--- Exercise prompt ---
Copy out word for word every line from the one containing "Find the tarmac" through the last line of the items below, including both.
++++++++++++++++++++
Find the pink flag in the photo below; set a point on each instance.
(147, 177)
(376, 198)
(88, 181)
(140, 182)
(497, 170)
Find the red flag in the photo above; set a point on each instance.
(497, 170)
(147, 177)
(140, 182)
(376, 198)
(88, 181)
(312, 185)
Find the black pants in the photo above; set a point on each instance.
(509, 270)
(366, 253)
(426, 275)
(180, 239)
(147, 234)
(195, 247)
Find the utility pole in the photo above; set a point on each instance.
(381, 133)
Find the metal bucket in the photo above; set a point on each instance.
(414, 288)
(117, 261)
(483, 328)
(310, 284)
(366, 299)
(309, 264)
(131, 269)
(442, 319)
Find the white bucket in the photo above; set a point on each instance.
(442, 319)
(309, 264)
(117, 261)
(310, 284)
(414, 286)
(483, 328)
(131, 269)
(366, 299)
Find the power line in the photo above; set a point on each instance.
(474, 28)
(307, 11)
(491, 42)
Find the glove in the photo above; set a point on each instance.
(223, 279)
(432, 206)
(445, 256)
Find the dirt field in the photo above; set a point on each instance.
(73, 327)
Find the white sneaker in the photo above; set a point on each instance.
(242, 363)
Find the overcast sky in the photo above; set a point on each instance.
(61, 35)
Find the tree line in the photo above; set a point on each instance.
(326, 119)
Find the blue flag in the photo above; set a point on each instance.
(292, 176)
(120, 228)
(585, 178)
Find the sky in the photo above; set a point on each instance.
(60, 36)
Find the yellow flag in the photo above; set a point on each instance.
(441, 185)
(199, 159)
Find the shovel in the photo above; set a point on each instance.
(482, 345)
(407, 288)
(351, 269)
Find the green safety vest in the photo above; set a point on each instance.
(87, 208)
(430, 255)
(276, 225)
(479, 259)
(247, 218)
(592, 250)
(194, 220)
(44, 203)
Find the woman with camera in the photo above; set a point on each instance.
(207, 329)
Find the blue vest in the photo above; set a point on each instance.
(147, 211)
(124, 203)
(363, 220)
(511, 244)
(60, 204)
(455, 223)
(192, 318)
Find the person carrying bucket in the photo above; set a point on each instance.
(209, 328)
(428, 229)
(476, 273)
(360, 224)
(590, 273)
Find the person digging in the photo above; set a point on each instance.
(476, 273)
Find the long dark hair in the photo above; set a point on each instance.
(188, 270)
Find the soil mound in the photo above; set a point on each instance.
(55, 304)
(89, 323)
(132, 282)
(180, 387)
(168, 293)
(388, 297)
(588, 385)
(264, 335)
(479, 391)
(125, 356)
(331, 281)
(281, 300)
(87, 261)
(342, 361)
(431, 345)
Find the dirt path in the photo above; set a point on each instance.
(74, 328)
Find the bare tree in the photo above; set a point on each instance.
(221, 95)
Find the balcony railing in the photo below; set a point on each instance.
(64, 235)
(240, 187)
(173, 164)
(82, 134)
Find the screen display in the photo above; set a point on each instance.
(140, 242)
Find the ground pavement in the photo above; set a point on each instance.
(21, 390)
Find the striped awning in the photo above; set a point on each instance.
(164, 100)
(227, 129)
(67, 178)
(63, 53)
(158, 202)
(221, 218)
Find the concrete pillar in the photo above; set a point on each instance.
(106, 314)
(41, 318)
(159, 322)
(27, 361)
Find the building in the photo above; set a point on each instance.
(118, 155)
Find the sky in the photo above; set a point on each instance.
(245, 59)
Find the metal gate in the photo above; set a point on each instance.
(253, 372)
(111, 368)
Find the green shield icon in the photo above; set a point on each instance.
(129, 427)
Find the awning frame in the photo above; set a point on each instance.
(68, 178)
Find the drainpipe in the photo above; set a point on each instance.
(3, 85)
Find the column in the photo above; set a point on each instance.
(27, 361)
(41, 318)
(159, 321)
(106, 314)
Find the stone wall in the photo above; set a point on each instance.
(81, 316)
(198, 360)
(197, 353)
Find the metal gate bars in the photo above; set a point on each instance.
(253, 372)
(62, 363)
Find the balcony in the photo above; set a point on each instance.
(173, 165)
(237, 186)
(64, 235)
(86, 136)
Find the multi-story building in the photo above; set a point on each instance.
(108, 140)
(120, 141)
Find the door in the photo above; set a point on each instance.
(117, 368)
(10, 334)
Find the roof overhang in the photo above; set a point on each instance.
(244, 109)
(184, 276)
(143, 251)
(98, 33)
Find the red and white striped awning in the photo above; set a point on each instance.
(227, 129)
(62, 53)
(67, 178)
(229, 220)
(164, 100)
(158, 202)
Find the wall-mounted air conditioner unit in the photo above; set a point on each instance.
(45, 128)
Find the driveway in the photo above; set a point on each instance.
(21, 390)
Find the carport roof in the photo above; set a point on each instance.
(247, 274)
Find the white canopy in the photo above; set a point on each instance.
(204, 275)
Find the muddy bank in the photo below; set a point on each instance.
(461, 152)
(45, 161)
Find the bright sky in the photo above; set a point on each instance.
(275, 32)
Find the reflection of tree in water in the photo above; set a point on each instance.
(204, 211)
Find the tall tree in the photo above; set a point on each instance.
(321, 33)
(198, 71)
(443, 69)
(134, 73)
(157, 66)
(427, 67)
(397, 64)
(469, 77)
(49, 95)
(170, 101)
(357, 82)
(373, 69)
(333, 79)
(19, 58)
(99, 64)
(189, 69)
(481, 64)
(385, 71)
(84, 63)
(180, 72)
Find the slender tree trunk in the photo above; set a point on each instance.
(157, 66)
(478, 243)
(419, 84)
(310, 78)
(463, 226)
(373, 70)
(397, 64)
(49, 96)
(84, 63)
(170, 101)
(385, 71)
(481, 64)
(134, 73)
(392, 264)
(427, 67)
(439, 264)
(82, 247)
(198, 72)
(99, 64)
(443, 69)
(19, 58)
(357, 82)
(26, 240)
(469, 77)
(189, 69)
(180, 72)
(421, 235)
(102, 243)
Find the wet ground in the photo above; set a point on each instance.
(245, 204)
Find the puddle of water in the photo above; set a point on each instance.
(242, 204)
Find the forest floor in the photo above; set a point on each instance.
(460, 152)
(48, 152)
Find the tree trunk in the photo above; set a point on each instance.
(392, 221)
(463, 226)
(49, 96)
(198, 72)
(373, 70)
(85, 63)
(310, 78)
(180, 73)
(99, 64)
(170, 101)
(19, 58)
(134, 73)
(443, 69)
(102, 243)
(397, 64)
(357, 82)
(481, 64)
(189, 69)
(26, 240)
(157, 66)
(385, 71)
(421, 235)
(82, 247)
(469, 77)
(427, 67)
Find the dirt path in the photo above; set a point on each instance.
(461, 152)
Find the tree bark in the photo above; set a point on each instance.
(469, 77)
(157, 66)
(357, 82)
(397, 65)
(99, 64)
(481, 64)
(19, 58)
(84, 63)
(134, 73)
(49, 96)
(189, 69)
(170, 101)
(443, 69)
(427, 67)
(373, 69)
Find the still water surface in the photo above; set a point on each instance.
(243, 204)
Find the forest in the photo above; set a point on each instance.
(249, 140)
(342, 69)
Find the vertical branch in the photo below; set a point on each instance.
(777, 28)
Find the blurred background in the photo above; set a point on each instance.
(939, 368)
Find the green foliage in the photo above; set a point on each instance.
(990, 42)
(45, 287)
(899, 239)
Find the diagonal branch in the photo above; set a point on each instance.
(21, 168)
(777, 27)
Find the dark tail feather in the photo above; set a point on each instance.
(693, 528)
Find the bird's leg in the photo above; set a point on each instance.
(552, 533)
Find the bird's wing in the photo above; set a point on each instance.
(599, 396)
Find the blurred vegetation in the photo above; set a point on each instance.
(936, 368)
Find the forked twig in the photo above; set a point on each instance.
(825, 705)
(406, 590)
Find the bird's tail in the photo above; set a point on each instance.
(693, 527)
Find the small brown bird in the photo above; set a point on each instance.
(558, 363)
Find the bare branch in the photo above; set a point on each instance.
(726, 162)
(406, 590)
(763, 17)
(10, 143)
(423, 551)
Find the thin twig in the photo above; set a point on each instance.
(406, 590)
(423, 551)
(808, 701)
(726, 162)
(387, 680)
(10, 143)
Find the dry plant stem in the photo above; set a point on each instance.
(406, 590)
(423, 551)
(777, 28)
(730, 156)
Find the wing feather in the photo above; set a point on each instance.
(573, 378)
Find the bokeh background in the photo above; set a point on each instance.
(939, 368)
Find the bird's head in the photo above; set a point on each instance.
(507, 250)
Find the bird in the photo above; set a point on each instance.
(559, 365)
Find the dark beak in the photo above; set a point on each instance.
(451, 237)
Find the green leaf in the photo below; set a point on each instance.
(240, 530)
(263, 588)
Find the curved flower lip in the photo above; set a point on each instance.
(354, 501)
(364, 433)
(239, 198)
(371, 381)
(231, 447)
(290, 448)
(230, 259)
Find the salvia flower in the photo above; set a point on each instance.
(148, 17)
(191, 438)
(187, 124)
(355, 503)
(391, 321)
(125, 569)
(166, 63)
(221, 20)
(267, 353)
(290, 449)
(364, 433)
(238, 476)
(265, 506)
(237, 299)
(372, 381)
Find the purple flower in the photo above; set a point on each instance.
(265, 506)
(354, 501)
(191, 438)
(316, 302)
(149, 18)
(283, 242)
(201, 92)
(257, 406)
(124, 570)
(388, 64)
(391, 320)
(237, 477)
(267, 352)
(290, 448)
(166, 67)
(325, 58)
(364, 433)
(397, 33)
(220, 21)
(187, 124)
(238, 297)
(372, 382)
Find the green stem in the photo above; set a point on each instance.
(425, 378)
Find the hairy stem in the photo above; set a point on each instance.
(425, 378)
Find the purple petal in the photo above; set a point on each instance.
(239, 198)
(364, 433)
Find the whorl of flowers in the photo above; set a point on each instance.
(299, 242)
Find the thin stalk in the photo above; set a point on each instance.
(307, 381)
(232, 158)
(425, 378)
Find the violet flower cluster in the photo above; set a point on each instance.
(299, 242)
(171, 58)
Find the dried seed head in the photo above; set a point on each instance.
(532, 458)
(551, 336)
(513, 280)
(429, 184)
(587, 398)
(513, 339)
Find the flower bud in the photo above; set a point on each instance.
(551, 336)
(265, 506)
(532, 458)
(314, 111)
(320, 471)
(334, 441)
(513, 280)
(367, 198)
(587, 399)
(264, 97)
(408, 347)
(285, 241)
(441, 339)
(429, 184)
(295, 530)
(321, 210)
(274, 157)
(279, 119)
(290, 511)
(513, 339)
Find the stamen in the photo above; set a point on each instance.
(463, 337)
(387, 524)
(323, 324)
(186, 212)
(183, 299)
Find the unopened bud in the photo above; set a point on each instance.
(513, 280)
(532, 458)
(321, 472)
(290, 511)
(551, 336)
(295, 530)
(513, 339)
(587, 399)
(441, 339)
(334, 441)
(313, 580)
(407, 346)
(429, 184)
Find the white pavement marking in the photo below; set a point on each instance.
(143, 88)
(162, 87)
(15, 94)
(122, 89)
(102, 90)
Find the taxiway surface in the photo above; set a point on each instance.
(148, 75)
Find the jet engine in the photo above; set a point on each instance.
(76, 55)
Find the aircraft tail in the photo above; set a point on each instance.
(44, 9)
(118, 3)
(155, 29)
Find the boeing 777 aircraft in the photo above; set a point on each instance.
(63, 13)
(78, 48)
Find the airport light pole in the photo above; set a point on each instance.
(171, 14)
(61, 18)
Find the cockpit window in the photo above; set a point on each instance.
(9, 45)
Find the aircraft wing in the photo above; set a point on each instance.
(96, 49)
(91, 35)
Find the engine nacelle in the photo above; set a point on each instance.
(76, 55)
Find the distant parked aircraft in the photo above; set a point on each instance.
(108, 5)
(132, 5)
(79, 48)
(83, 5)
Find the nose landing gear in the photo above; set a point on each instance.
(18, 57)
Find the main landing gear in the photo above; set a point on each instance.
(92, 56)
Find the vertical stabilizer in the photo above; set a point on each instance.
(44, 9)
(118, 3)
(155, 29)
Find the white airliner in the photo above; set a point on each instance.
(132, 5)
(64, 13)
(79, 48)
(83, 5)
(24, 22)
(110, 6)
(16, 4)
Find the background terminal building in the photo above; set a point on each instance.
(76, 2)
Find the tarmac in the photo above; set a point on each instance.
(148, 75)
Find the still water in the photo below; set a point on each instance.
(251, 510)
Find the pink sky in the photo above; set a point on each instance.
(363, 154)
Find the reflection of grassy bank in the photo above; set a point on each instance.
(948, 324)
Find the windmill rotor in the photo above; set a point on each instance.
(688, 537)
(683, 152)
++++++++++++++++++++
--- Response to the exercise ---
Find the tarmac in the photo above; set a point on each instance.
(148, 75)
Find the still water in the photo below; set a point on each instance.
(251, 510)
Find the pink sky in the photo above; set a point on each instance.
(363, 154)
Find the reflection of grassy bank in the photo above; set a point on each instance.
(948, 324)
Find the windmill rotor in the photo above; set a point on each instance.
(688, 537)
(683, 152)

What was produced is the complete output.